◆ **Task prompt**: Update the part of the records that runs from their start through the line containing "Query: green leaf": reproduce those lines with "marker" replaced by "pin" and everything else unchanged.
>> Start Record list
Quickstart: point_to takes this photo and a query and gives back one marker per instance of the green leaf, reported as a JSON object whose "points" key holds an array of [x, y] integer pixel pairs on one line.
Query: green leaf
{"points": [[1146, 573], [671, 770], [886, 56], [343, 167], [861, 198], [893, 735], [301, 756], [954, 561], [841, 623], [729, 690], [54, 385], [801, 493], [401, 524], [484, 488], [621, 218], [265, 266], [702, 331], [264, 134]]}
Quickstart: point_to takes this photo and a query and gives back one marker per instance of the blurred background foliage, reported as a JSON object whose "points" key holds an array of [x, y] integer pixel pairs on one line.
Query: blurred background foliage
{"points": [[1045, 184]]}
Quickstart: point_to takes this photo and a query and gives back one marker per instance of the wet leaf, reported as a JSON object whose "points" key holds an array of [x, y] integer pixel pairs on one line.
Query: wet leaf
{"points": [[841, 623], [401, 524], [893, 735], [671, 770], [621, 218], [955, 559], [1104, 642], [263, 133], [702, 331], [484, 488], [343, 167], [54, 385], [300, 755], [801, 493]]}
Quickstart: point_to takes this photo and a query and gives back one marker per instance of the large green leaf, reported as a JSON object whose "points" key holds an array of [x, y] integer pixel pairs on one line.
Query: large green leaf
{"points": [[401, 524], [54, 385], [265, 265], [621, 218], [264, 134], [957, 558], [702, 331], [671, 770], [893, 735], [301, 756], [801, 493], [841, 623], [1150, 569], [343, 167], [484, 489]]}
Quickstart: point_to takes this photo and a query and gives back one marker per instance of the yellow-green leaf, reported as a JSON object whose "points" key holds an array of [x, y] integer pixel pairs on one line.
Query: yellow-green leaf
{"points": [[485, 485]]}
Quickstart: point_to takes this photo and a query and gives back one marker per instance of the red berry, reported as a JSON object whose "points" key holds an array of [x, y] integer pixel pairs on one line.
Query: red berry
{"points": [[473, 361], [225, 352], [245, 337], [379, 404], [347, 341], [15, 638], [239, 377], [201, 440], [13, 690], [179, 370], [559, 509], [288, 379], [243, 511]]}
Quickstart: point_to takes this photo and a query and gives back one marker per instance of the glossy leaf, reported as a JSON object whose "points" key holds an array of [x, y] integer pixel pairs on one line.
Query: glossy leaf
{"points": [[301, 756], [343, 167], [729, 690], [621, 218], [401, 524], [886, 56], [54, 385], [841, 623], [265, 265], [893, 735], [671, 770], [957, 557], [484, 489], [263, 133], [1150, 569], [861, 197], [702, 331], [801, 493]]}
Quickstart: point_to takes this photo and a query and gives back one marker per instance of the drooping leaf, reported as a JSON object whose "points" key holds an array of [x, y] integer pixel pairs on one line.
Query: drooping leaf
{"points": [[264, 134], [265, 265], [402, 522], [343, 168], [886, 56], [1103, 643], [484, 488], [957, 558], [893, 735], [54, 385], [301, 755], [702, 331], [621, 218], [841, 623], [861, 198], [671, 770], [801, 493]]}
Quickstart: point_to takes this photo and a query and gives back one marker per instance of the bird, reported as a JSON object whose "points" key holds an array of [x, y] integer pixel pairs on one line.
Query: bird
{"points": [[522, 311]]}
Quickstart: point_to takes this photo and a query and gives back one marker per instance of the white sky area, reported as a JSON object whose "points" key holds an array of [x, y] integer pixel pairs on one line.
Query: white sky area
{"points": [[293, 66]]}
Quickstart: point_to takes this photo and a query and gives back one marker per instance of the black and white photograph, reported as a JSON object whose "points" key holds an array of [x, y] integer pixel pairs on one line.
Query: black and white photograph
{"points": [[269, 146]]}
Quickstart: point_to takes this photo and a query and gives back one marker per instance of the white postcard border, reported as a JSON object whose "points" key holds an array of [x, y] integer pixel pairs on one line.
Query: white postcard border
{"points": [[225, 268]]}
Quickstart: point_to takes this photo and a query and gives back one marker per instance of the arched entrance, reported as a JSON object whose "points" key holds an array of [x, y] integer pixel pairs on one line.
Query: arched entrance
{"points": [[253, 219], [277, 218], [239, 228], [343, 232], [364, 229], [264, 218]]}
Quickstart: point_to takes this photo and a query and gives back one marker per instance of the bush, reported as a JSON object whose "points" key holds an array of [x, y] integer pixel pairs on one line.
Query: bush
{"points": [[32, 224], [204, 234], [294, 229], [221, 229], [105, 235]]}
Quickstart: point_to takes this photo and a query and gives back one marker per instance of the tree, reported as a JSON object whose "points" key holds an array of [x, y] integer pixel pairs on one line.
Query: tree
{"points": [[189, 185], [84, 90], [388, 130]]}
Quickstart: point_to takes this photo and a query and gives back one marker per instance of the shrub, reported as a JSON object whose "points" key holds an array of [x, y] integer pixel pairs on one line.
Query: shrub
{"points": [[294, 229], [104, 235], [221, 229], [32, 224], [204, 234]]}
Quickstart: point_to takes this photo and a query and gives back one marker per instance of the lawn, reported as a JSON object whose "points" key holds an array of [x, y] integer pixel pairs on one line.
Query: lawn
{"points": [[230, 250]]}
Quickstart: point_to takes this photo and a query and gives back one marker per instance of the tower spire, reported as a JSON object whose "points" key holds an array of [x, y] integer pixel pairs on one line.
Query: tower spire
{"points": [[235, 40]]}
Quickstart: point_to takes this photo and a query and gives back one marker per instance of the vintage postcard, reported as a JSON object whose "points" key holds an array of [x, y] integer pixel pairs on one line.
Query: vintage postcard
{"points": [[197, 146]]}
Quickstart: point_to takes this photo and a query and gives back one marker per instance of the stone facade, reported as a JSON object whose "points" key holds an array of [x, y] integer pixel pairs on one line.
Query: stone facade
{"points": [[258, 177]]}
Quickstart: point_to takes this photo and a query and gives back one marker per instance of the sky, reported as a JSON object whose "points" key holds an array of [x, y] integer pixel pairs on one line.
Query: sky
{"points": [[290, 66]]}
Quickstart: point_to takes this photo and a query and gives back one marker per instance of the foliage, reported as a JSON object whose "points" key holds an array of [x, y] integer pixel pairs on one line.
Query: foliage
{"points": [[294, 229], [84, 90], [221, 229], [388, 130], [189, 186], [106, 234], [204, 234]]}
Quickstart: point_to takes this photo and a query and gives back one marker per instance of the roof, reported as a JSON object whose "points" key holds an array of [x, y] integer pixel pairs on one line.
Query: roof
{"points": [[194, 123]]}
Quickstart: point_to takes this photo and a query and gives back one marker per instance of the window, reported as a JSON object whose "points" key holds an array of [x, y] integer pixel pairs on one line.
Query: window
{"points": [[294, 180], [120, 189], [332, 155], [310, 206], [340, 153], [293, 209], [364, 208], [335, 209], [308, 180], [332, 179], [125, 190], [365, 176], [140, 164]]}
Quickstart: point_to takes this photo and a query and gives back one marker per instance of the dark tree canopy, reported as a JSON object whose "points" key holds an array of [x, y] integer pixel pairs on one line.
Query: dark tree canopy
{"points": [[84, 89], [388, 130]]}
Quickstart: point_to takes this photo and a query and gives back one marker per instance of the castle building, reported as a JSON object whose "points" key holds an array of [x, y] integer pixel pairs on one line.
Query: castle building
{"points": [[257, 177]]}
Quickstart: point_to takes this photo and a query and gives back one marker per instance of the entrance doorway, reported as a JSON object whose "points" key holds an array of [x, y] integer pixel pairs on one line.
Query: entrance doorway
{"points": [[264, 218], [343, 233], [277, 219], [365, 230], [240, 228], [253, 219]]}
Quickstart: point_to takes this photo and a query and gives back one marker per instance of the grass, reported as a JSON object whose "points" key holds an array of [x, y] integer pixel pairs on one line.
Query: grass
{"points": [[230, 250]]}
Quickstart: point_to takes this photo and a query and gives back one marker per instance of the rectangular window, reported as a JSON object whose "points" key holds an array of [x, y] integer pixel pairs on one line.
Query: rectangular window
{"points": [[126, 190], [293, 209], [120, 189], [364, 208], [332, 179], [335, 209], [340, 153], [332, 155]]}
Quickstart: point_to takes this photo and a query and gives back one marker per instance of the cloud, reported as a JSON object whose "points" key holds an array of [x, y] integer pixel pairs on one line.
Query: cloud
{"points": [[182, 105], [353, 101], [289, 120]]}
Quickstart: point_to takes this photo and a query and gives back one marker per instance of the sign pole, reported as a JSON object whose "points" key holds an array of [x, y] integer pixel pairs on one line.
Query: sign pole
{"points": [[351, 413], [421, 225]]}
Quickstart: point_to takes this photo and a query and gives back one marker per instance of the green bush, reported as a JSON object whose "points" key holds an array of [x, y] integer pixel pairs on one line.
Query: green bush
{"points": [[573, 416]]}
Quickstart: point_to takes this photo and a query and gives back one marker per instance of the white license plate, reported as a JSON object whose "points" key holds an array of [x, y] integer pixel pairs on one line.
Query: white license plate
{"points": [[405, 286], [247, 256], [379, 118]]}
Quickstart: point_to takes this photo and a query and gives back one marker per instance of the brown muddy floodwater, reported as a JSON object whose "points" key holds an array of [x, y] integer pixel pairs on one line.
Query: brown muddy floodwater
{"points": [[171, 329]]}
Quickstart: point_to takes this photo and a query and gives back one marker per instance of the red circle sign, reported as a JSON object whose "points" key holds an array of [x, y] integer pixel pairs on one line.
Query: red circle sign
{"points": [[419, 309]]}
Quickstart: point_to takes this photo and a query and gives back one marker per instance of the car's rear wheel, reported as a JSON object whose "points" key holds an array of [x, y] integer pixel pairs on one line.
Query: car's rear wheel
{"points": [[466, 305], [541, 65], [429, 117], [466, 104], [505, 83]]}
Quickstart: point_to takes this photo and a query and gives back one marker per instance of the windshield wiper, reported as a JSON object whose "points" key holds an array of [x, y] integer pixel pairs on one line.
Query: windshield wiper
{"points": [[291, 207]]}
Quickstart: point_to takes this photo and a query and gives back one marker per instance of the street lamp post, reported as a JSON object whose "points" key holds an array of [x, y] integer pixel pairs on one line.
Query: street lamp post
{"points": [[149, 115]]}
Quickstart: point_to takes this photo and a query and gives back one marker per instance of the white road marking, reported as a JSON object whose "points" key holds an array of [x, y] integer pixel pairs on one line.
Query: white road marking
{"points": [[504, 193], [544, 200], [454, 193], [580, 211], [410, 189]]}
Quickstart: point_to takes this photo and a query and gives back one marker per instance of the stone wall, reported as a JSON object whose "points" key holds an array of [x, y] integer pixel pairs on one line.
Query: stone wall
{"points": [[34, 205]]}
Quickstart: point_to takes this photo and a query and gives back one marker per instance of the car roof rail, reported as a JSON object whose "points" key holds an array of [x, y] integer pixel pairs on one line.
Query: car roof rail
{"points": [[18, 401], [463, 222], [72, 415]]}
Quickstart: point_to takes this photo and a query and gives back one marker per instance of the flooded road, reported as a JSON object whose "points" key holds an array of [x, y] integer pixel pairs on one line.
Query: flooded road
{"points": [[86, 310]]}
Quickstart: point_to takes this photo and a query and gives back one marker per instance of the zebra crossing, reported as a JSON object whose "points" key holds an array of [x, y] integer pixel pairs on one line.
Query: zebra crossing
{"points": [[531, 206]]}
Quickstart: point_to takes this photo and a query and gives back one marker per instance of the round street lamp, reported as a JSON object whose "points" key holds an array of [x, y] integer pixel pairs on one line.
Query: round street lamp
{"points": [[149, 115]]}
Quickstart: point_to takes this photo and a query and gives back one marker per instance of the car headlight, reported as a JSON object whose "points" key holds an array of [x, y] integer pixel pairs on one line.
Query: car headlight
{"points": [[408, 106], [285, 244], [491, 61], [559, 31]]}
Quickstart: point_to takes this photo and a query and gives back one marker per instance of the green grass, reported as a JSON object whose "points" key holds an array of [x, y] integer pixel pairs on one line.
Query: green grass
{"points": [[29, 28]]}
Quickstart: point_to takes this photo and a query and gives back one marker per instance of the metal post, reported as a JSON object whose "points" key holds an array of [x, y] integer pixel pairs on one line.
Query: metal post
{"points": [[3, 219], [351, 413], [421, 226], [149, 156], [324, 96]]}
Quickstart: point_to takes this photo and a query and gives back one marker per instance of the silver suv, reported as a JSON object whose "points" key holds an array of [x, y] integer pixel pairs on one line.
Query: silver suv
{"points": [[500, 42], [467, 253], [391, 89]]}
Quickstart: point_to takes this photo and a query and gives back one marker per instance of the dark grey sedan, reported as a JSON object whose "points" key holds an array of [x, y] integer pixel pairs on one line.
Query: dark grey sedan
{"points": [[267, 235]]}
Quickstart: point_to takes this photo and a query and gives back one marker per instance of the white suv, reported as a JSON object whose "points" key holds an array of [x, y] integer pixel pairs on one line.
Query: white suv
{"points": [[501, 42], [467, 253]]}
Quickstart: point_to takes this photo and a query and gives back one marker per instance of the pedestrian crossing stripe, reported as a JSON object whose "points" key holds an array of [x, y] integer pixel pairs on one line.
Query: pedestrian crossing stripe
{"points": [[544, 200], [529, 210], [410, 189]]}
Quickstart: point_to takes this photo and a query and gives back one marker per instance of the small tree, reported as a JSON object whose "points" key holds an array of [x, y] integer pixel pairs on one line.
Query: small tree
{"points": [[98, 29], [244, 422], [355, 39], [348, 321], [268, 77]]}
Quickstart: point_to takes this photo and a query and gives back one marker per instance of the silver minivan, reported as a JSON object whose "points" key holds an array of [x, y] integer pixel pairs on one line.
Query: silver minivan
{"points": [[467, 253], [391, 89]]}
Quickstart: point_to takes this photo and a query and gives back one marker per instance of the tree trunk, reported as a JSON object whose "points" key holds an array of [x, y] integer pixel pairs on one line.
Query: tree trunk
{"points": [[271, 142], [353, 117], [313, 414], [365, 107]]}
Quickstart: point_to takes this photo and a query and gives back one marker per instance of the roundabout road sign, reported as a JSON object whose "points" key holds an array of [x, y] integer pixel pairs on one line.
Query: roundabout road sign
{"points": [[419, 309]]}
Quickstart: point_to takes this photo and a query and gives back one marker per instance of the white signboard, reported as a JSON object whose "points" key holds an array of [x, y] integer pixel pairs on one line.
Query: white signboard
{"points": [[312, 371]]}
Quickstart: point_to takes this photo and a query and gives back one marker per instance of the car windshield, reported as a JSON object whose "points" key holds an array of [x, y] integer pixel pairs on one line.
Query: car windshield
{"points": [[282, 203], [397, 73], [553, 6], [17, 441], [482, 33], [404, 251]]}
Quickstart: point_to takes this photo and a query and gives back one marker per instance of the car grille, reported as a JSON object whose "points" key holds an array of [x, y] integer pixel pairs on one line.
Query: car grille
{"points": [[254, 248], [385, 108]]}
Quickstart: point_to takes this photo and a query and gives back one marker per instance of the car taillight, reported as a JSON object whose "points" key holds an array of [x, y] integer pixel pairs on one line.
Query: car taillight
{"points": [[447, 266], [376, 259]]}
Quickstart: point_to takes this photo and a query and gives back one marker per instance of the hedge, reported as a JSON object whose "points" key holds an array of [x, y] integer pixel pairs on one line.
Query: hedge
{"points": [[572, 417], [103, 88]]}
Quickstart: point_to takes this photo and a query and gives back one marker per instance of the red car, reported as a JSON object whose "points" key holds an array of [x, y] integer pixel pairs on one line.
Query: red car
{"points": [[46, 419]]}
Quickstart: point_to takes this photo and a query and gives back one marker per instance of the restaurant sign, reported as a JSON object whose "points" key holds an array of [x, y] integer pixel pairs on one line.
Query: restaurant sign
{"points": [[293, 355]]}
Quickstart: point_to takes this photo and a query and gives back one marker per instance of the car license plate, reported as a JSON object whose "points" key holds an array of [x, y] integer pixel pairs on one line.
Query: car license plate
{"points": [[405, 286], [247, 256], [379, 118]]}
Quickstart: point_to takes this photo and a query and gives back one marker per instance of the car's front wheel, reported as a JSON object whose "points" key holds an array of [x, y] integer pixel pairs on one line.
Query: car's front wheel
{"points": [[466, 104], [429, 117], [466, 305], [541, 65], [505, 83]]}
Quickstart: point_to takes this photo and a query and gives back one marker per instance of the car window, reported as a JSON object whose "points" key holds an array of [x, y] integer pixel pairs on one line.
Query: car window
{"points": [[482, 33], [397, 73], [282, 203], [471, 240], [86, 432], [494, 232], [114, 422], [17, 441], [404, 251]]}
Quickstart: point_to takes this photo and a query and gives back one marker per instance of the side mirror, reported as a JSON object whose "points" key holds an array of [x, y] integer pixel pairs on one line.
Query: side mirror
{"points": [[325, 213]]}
>> End Record list
◆ **Answer below**:
Quickstart: point_to takes this photo and a query and gives back one pin per instance of the green leaf, reported as a JSON object whose "points" key holds an array of [x, y] integer pixel pairs on one line.
Query: green leaf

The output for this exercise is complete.